Records drawn from a dataset

•••

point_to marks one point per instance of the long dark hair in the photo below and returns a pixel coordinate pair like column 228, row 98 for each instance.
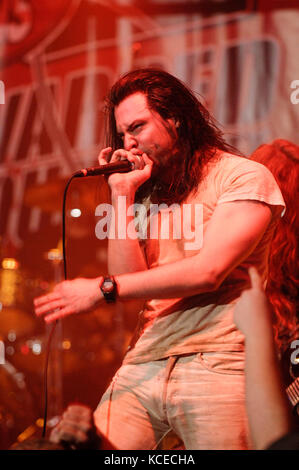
column 198, row 135
column 282, row 159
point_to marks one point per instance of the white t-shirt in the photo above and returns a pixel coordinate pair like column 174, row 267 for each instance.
column 204, row 323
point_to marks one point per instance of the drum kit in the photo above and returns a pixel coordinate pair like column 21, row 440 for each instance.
column 24, row 337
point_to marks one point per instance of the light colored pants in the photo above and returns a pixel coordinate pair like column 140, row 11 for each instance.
column 201, row 397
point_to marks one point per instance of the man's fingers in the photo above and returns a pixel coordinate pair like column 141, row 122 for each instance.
column 255, row 279
column 103, row 157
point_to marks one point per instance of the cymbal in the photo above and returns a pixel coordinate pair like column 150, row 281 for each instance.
column 81, row 194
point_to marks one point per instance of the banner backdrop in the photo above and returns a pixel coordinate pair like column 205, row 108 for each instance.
column 58, row 59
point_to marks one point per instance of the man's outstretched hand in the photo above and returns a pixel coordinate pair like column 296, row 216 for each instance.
column 68, row 298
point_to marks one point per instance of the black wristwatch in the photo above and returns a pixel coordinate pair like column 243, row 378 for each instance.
column 108, row 287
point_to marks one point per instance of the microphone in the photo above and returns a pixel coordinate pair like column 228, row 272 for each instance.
column 122, row 166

•••

When you return the records, keep every word unchanged and drop the pictures.

point_to marks one point per instance of the long dark hair in the photo below and returns a pixel coordinate pair like column 228, row 98 for each instance.
column 198, row 135
column 282, row 159
point_to marks one point per instance of the white t-shirt in the photo above and returns a pixel coordinate pair like column 174, row 267 for each instance.
column 204, row 323
point_to marks one point per instance of the drum kit in the photo above and returns a pixel coordinate pair like column 21, row 440 for each instance.
column 24, row 337
point_to marks one point per instance of the light colored pants in the photo above and returns a pixel coordinate pair like column 140, row 11 for each instance.
column 201, row 397
point_to marks one point per instance of the man's fingers in the photo above and returns a pixel coordinate pair like column 141, row 122 for each instance.
column 255, row 279
column 103, row 157
point_to marks one point per instance of the cymbal in the photo above and returns a pixel coordinate pair like column 150, row 281 for each instance.
column 81, row 194
point_to marks one point per instance of the banner backdrop in the photo above and returns a pixel coordinate pair like column 205, row 108 for each instance.
column 58, row 59
point_to marks one point per instance of the man's outstretched hand in the photo above and returns a pixel coordinate pair like column 296, row 216 for each instance.
column 68, row 298
point_to marks one point per instance of the black wristwatch in the photo above and returns a pixel coordinate pair like column 243, row 378 for each instance.
column 108, row 287
point_to marks one point per instance of the microphone in the photo above and returns a pixel coordinate pair like column 228, row 272 for each instance.
column 122, row 166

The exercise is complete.